In the 401(k) article, condense the paragraph beginning "And, indeed, the Vanguard report" into a short bulleted list that keeps its main facts.

◆ **Source text**

##############################

401(k) Participants Flourished in 2020 with a Soaring Stock Market
Alicia H. Munnell is a columnist for MarketWatch and director of the Center for Retirement Research at Boston College.
Even so, 401(k) balances remain modest for most.
It is always fun to look at Vanguard’s most recent edition of “How America Saves.” And it is particularly interesting to get the numbers for 2020 – a year when COVID-19 shut down the economy and the stock market soared. Everything we have seen would suggest a positive report because people with 401(k)s were generally not the ones laid off – the young and the low paid took the hit.
And, indeed, the Vanguard report shows a substantial increase in median and mean balances. Median balances rose from $25,775 to $33,472, and mean balances from $106,478 to $129,157. The big difference between the median and the average is due to a small number of accounts that have really big balances. Average balances are more typical of long-tenured, more affluent participants, while the median balance represents the typical participant. Vanguard attributes the bounce primarily to the 18-percent increase in the U.S. equity market.

##############################

◆ **Provided data**
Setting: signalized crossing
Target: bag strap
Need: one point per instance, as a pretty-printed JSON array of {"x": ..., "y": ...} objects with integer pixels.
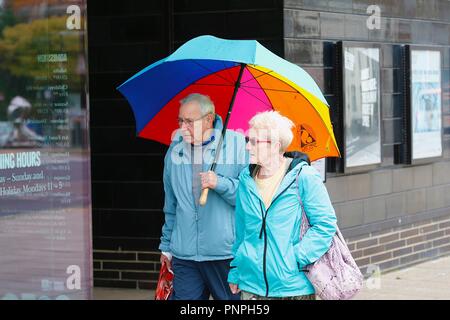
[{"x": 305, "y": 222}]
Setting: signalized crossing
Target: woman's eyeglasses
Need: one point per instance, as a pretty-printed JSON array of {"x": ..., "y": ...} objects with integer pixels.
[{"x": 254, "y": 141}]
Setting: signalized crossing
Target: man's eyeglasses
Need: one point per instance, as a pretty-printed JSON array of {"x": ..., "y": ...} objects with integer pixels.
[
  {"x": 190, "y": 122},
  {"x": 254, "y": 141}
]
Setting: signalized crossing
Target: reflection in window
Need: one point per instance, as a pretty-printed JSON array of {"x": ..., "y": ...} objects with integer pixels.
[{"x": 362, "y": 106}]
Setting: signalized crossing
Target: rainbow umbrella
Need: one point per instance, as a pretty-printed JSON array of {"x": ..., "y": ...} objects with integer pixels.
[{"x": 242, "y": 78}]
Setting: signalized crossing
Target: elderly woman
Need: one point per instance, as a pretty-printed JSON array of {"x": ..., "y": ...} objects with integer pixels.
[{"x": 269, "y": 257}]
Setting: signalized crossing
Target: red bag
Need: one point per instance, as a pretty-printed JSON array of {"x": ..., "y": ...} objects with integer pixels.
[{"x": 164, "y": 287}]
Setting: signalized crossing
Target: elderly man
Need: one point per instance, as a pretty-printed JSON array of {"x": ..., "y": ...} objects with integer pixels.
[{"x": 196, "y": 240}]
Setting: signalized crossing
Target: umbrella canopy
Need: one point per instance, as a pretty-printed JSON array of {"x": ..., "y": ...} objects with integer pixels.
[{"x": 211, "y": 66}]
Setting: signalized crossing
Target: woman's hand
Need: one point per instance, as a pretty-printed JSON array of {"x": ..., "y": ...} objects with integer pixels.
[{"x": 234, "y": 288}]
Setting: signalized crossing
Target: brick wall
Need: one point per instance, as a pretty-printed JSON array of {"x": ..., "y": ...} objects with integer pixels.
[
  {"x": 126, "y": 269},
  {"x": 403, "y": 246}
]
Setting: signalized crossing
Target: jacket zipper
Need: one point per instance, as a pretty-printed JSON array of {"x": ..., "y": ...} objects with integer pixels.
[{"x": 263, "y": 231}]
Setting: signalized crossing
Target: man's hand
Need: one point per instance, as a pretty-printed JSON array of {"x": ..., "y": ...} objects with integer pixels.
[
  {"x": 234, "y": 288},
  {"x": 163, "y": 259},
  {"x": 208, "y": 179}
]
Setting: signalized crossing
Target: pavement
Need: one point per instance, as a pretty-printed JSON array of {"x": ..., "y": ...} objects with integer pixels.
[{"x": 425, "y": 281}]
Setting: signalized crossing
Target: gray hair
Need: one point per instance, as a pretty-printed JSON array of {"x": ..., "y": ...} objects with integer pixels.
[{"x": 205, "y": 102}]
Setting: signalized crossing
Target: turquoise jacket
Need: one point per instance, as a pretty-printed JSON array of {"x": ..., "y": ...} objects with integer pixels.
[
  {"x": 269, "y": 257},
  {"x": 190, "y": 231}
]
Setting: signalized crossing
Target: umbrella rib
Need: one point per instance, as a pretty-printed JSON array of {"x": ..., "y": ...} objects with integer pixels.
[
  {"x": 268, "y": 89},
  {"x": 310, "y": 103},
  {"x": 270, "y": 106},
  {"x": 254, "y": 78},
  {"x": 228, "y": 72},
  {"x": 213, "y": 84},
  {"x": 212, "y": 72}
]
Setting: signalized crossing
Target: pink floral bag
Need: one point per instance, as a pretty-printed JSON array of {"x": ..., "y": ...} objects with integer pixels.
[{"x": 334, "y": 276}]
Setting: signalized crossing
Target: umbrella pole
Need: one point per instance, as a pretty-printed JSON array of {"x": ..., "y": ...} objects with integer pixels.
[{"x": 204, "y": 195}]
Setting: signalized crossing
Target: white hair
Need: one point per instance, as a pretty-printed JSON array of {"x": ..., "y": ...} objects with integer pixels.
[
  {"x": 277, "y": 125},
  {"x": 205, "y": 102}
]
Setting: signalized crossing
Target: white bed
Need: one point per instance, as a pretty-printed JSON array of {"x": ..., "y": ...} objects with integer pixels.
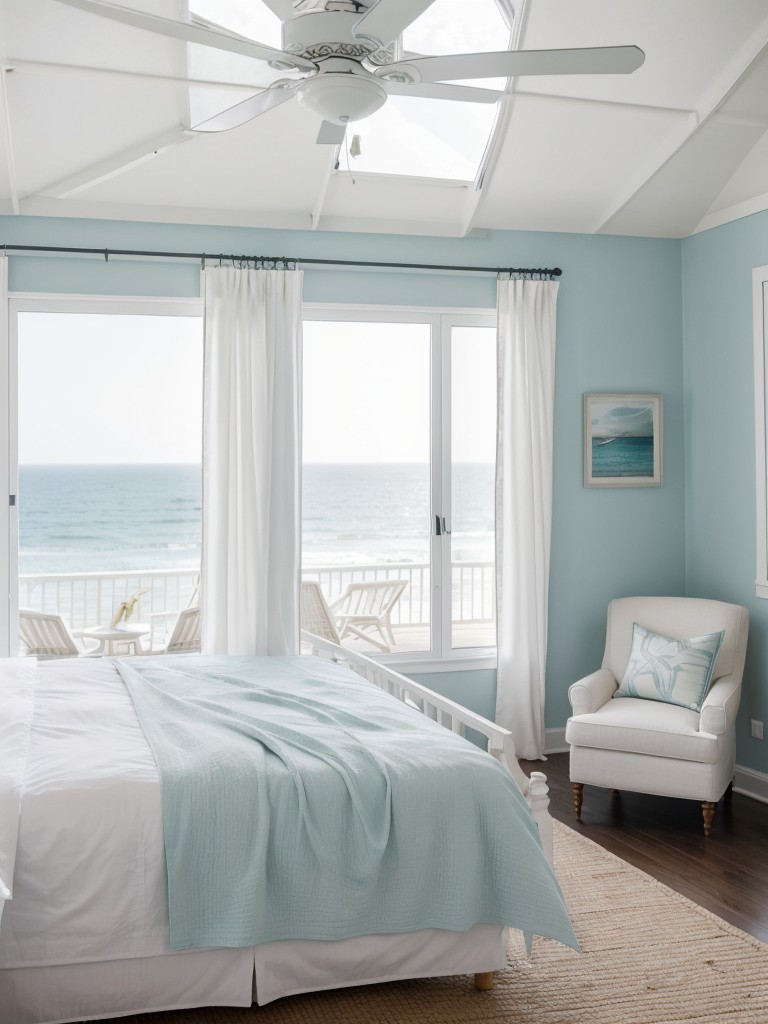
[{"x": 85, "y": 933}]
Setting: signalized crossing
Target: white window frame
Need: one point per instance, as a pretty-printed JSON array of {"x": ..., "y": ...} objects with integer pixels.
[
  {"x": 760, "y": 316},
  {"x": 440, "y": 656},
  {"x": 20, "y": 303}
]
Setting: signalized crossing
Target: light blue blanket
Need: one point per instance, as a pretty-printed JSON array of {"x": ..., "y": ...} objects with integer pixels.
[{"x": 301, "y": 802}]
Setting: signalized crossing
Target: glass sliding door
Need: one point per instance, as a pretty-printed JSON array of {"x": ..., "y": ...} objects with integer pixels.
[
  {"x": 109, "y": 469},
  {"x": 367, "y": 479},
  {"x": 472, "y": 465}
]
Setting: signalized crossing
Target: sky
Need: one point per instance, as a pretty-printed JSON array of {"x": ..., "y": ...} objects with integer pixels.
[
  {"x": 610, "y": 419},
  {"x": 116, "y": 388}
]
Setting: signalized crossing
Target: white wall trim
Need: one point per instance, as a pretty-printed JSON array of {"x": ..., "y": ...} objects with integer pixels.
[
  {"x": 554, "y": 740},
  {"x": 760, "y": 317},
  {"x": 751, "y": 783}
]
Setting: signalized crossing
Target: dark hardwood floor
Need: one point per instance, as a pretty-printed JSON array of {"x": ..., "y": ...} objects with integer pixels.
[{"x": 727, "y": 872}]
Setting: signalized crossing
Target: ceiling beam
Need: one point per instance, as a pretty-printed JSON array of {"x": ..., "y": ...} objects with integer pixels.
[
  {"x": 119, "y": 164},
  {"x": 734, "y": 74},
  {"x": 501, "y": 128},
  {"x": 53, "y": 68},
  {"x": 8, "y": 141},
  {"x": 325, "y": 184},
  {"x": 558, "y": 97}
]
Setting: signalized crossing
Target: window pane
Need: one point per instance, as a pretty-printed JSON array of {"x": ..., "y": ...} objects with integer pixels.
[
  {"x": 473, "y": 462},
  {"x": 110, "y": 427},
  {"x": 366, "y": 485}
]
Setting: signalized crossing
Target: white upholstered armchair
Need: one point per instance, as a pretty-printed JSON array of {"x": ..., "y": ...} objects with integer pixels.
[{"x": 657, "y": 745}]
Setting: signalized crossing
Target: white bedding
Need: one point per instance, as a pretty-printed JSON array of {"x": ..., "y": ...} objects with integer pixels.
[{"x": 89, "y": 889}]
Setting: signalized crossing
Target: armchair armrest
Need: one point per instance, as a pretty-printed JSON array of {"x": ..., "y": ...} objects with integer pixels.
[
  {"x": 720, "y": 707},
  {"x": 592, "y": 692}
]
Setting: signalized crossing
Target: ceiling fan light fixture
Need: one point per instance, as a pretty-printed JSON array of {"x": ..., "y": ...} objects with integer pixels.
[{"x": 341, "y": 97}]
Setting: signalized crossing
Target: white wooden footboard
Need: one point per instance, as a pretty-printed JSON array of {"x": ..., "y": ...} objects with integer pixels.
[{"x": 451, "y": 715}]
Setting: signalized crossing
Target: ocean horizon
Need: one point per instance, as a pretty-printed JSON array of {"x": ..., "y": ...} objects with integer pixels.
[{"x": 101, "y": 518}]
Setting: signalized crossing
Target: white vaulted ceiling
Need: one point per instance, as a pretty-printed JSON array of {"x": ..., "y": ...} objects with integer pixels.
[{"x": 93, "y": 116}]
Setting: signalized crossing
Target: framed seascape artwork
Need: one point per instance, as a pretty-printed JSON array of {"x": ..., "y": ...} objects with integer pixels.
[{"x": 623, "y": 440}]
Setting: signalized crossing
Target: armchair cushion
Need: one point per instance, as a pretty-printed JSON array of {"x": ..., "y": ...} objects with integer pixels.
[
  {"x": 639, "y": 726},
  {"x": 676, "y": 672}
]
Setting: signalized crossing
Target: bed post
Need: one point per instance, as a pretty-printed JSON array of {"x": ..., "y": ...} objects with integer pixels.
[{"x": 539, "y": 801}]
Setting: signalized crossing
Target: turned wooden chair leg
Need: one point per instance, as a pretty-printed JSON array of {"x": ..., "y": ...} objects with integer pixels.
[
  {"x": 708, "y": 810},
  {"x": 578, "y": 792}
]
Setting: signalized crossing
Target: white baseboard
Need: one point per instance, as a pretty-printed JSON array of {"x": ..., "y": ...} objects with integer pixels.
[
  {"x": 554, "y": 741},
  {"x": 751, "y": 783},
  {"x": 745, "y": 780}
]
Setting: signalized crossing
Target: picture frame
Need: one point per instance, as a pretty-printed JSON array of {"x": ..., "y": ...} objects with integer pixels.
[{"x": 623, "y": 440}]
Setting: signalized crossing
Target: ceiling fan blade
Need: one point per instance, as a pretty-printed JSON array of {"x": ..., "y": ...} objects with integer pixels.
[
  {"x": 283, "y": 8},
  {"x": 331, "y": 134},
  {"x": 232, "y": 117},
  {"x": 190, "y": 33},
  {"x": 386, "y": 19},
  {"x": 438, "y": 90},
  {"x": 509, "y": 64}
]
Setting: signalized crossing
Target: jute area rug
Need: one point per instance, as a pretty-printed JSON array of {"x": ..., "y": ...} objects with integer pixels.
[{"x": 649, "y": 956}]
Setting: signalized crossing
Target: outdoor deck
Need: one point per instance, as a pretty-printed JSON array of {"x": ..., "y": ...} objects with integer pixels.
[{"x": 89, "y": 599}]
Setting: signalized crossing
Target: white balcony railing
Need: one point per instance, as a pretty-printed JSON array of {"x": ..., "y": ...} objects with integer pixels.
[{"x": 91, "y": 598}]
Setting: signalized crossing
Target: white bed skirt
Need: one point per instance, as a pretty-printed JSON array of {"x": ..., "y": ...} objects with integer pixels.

##############################

◆ **Response box**
- The Vanguard report shows a substantial rise in median and mean balances.
- Median balances went from $25,775 to $33,472.
- Mean balances went from $106,478 to $129,157.
- The gap between median and mean is due to a small number of accounts with very large balances.
- The mean reflects long-tenured, more affluent participants. The median represents the typical participant.
- Vanguard attributes the increase mainly to the 18-percent rise in the U.S. equity market.